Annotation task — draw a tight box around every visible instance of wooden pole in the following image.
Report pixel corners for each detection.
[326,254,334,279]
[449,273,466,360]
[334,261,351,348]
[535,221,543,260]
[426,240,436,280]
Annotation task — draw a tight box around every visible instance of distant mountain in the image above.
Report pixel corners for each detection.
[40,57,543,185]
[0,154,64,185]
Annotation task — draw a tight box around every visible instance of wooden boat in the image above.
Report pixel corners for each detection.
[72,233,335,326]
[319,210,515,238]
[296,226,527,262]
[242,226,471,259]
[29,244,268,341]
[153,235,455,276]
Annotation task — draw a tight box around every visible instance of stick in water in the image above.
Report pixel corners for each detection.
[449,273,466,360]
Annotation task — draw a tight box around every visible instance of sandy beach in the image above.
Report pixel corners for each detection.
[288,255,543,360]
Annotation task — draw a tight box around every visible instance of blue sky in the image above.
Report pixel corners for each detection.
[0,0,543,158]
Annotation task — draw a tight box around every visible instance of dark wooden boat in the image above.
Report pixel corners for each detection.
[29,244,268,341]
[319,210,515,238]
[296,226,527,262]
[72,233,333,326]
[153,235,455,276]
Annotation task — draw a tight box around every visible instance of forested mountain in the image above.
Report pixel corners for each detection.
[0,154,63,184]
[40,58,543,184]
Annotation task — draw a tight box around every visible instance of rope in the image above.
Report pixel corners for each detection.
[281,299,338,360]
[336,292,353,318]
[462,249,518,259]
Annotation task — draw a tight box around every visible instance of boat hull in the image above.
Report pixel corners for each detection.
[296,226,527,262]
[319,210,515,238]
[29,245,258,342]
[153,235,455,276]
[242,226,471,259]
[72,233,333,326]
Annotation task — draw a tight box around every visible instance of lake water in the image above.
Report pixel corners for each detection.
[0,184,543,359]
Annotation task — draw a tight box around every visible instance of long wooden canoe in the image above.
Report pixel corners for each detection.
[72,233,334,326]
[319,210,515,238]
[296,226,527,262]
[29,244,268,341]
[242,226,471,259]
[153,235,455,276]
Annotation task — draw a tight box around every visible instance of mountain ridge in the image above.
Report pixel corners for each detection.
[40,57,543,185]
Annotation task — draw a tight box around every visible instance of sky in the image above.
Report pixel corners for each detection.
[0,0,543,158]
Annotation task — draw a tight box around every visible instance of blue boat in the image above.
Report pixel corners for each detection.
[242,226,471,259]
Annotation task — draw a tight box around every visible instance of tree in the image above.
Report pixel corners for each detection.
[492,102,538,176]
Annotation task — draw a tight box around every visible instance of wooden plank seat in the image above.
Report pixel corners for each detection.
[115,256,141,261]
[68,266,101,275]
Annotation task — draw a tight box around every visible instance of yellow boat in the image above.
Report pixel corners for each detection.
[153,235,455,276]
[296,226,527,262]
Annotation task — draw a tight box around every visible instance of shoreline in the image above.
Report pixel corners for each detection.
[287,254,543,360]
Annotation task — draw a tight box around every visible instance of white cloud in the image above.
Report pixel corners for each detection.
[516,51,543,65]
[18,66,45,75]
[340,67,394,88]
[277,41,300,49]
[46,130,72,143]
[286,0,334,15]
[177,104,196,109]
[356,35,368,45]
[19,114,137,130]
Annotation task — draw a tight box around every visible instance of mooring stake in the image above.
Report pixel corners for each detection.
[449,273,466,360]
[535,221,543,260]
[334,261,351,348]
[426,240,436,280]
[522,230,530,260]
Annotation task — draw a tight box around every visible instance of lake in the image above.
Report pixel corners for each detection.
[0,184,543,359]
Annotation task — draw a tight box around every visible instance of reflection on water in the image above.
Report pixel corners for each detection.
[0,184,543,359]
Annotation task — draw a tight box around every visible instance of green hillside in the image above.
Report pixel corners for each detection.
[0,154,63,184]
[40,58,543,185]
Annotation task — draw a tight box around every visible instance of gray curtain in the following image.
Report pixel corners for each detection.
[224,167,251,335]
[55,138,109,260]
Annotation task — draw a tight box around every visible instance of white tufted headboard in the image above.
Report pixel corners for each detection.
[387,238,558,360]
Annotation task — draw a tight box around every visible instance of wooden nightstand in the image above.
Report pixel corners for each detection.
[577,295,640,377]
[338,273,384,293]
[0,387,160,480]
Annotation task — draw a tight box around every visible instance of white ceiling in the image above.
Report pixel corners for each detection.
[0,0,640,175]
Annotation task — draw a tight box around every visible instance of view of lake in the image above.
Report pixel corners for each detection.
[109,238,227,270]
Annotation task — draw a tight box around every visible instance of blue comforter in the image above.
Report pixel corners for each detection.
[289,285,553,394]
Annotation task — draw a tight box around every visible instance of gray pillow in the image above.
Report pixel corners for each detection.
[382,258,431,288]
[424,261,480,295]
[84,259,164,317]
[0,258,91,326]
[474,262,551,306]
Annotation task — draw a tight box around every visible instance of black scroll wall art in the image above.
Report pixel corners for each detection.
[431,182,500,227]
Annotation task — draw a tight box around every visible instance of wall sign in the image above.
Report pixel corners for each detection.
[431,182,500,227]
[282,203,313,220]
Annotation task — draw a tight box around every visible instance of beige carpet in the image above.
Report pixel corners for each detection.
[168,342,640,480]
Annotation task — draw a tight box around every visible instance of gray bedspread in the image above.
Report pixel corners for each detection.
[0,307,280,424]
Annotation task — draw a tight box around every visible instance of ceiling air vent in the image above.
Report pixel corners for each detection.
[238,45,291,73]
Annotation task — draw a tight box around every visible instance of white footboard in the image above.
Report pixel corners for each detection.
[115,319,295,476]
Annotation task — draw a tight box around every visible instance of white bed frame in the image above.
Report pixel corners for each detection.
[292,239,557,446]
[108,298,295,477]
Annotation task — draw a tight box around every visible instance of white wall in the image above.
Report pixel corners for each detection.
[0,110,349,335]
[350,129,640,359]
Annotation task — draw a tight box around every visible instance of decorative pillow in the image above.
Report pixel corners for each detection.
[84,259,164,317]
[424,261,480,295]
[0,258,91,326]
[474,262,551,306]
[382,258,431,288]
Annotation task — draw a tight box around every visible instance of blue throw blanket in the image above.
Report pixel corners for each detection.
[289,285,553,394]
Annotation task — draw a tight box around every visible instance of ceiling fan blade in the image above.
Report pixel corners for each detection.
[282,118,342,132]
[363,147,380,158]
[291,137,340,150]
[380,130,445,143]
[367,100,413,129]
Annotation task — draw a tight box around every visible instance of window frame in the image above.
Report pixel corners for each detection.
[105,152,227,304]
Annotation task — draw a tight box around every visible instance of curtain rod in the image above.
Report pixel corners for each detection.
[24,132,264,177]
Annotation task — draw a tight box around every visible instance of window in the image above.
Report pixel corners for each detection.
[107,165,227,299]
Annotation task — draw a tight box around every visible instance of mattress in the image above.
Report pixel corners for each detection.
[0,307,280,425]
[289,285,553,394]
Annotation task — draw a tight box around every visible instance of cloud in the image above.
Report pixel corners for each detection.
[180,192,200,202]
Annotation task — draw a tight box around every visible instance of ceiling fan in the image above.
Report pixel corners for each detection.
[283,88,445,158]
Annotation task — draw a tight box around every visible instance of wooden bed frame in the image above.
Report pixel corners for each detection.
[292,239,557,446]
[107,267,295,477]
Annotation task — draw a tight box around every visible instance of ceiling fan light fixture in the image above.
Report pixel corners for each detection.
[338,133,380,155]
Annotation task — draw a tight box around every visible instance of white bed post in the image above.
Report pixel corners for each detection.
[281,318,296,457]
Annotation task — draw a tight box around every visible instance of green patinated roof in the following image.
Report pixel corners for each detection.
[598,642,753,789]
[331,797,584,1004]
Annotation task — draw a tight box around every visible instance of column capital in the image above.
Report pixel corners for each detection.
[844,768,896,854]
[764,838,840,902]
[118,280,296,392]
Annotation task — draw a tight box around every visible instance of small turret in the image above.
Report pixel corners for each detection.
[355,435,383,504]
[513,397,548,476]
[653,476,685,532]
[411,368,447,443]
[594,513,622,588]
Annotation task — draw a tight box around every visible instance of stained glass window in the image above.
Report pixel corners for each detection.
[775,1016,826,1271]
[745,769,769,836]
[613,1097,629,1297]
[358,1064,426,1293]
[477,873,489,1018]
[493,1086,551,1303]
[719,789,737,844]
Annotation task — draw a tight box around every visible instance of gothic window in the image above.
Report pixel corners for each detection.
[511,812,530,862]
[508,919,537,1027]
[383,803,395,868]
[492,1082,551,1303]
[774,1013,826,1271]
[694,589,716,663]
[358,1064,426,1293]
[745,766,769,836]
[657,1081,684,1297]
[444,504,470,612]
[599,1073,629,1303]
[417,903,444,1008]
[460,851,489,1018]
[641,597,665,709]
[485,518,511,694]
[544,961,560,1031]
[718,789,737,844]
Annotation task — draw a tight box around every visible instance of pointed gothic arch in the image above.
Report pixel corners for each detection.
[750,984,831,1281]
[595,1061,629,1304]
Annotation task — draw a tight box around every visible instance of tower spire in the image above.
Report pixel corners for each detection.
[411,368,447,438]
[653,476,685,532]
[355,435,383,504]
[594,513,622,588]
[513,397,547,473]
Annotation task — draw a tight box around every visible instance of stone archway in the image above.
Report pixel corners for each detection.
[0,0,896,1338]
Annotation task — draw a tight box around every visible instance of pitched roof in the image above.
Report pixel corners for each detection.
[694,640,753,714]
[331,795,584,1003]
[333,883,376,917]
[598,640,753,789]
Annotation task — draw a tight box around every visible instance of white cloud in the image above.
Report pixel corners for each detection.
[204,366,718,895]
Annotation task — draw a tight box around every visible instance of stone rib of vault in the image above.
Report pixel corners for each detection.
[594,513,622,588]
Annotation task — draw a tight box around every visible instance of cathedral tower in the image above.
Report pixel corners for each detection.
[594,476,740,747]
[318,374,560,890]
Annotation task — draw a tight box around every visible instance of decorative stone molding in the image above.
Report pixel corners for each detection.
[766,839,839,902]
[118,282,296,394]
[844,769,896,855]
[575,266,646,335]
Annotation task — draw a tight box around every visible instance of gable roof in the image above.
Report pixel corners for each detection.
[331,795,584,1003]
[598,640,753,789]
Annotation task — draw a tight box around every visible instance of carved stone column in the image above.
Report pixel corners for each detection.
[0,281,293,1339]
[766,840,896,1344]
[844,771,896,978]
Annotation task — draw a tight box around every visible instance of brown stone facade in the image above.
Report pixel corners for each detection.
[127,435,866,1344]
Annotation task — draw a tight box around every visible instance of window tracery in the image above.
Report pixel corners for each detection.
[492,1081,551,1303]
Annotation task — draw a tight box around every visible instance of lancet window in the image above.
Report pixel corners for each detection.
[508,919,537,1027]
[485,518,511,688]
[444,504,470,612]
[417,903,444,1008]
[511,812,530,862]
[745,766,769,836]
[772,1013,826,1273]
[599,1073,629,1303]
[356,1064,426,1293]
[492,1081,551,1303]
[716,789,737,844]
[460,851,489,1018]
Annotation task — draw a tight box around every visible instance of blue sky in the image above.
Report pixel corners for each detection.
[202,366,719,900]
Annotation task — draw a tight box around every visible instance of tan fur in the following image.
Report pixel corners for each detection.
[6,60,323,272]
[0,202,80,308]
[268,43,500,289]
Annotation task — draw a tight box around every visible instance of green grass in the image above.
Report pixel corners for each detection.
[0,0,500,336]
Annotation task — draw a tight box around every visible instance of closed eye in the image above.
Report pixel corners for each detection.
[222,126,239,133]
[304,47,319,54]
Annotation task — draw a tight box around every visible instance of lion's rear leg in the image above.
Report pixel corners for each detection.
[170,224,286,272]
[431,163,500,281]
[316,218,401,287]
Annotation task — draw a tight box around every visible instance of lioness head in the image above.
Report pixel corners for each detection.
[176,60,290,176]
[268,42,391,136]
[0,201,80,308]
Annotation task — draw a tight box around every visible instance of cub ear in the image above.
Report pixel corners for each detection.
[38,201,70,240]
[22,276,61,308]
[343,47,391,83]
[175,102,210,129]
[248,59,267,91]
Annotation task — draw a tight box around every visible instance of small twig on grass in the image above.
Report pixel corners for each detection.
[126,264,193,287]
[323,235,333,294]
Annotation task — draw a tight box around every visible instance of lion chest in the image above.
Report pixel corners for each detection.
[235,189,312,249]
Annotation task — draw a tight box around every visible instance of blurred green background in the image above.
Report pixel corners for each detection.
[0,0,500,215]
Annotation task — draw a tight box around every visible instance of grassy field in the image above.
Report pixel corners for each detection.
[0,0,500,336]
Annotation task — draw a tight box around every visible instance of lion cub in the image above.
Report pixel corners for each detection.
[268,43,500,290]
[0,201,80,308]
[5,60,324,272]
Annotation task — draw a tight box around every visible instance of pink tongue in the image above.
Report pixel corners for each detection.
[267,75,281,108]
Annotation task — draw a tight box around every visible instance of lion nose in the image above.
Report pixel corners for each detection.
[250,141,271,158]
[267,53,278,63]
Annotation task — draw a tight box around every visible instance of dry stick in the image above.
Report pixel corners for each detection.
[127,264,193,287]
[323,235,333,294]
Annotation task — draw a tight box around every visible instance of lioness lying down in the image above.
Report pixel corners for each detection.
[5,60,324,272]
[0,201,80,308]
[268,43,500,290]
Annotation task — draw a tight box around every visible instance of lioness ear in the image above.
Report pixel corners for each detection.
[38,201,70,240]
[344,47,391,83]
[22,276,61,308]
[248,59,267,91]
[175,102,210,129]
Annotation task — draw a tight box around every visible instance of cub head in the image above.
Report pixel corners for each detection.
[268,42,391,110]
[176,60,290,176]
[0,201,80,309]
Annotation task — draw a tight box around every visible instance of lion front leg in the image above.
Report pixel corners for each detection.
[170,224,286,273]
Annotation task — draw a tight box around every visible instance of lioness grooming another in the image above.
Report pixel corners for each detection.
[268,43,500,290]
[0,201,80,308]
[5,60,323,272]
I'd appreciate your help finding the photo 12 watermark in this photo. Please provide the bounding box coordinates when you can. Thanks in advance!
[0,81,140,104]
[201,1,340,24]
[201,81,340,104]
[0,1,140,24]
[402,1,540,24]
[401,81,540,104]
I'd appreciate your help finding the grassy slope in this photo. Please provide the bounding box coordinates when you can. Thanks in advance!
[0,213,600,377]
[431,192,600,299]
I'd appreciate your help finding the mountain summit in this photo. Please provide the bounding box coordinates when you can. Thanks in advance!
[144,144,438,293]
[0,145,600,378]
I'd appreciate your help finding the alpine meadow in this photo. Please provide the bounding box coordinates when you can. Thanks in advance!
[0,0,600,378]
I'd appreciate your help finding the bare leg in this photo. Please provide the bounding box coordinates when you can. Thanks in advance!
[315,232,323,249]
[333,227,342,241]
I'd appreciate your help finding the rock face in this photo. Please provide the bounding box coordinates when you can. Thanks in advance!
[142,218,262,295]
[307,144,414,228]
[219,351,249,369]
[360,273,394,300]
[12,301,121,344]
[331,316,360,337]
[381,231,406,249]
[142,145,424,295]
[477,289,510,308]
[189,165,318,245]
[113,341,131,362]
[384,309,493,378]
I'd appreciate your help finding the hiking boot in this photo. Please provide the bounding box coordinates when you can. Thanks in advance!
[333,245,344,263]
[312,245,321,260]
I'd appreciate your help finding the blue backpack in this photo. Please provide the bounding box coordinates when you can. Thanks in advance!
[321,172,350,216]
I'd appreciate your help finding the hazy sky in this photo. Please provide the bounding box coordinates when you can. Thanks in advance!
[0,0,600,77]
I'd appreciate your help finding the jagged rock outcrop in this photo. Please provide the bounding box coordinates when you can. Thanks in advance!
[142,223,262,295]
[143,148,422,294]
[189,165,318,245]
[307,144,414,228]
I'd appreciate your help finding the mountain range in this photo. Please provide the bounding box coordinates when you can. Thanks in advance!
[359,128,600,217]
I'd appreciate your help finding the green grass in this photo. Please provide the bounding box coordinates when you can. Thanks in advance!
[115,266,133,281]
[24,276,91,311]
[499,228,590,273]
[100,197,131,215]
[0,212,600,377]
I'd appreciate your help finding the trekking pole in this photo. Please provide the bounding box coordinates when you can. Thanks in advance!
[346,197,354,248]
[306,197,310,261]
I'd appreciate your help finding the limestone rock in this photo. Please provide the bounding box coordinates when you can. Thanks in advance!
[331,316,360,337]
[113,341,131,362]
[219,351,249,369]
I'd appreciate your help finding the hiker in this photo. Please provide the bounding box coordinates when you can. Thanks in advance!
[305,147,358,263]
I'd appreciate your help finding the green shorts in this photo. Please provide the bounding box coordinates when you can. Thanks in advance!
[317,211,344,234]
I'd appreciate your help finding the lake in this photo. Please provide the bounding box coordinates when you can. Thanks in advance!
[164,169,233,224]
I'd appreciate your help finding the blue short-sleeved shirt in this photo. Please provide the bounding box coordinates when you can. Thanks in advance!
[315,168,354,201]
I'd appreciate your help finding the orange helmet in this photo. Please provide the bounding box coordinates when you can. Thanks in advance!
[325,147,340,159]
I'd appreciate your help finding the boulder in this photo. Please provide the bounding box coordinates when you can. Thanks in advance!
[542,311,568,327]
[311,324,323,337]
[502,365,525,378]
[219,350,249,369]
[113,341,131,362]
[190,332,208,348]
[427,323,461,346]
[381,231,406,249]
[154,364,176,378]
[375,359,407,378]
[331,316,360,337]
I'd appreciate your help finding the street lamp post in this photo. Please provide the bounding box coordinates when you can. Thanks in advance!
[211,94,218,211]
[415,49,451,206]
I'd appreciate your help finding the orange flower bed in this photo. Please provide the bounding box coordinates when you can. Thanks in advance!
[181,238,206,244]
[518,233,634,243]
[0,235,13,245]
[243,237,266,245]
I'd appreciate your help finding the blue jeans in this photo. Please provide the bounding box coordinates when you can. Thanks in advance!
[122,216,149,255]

> _What you will do_
Extract the lines above from the one containing "I'd appreciate your help finding the street" to the last line, both included, exactly as written.

> _Task solution_
I'd appreciate your help finding the street lamp post in this photo. Please provide the bounding box coordinates when you can. Thanks in advance!
[211,94,218,211]
[415,49,451,206]
I'd appreciate your help finding the orange flower bed in this photo. Please provide the bounding box coordinates when you can. Thanks in advance!
[181,238,206,244]
[518,233,634,243]
[0,235,13,245]
[243,237,266,245]
I'd appreciate your help finding the blue jeans in this photo. Please provide the bounding box coordinates when you can. Thanks in advance!
[122,216,149,255]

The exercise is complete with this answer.